▶ _Exercise description_: Convert the listing below into a JSON list of strings with one string per line, omitting blank lines and leaving out the pictures.

━━ Records for this exercise

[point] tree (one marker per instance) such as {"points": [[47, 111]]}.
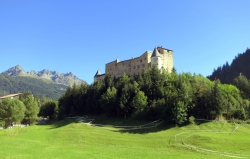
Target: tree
{"points": [[11, 110], [109, 101], [31, 107], [31, 111], [49, 109]]}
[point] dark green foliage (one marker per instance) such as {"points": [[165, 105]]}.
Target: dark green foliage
{"points": [[11, 110], [155, 95], [227, 73], [18, 84], [49, 109], [31, 107]]}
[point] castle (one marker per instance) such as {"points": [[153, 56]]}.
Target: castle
{"points": [[161, 58]]}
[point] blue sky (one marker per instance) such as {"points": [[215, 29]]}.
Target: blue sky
{"points": [[81, 36]]}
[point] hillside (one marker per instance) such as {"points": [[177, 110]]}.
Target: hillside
{"points": [[239, 66], [42, 87], [59, 78]]}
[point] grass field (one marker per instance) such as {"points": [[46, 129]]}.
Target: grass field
{"points": [[69, 139]]}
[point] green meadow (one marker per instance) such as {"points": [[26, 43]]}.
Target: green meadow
{"points": [[69, 139]]}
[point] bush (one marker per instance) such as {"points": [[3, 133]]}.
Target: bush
{"points": [[191, 120]]}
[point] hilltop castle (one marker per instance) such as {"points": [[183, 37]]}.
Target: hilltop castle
{"points": [[161, 58]]}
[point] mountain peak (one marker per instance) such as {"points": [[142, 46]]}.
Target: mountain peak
{"points": [[59, 78], [15, 71]]}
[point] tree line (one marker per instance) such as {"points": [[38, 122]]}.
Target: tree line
{"points": [[157, 94], [228, 72]]}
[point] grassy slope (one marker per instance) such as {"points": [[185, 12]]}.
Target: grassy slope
{"points": [[67, 139]]}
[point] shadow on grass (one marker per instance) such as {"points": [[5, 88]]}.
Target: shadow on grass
{"points": [[58, 123], [131, 125], [142, 130]]}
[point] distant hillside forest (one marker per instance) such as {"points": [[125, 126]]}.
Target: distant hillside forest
{"points": [[41, 87], [157, 95], [239, 66]]}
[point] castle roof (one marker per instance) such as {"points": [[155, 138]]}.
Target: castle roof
{"points": [[98, 73], [156, 53]]}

━━━━

▶ _Task solution_:
[
  "[point] tree (one marker per instance) such as {\"points\": [[47, 111]]}.",
  "Target: tree",
  "{\"points\": [[11, 110], [109, 101], [31, 107], [31, 111], [49, 109]]}",
  "[point] dark green foliage (one marker per instance) such as {\"points\": [[165, 105]]}.",
  "Target: dark green foliage",
  "{\"points\": [[11, 110], [155, 95], [227, 73], [18, 84], [49, 109], [31, 107]]}",
  "[point] castle (one marker per instance) such as {\"points\": [[153, 56]]}.",
  "Target: castle",
  "{\"points\": [[161, 58]]}",
  "[point] blue sky (one marker per instance) such as {\"points\": [[215, 29]]}.",
  "Target: blue sky",
  "{\"points\": [[81, 36]]}",
  "[point] hillside (one marker per instance) such as {\"points\": [[177, 110]]}.",
  "Target: hillside",
  "{\"points\": [[239, 66], [42, 87], [59, 78]]}",
  "[point] grass field (one marker per instance) such as {\"points\": [[46, 129]]}.",
  "Target: grass field",
  "{\"points\": [[69, 139]]}",
  "[point] green meadow (one marker per instance) such as {\"points\": [[26, 43]]}.",
  "Target: green meadow",
  "{\"points\": [[69, 139]]}",
  "[point] bush (one marker per instance) such as {\"points\": [[3, 133]]}.",
  "Target: bush",
  "{\"points\": [[191, 120]]}",
  "[point] hilltop castle (one marker per instance) such as {\"points\": [[183, 37]]}.",
  "Target: hilltop castle",
  "{\"points\": [[161, 58]]}",
  "[point] mountain peak (one marker per instance) such as {\"points\": [[142, 46]]}.",
  "Target: mountain peak",
  "{\"points\": [[59, 78], [15, 71]]}",
  "[point] tree line (one marker per instance) such as {\"points\": [[38, 122]]}.",
  "Target: tree line",
  "{\"points\": [[157, 94], [228, 72]]}",
  "[point] grassy slope (one marker per instance) such as {\"points\": [[185, 12]]}.",
  "Target: grassy slope",
  "{\"points\": [[67, 139]]}",
  "[point] shadow on grass (one marker per instance) such as {\"points\": [[5, 88]]}.",
  "Target: shadow on grass",
  "{\"points\": [[58, 123], [131, 125], [142, 130]]}",
  "[point] distant hillside forest (one marker per instance) such as {\"points\": [[125, 126]]}.",
  "Target: distant hillside forest",
  "{\"points\": [[41, 87], [157, 95], [239, 66]]}",
  "[point] castle roof (one marker per instance) such as {\"points\": [[155, 138]]}.",
  "Target: castle roof",
  "{\"points\": [[98, 73], [156, 53]]}"
]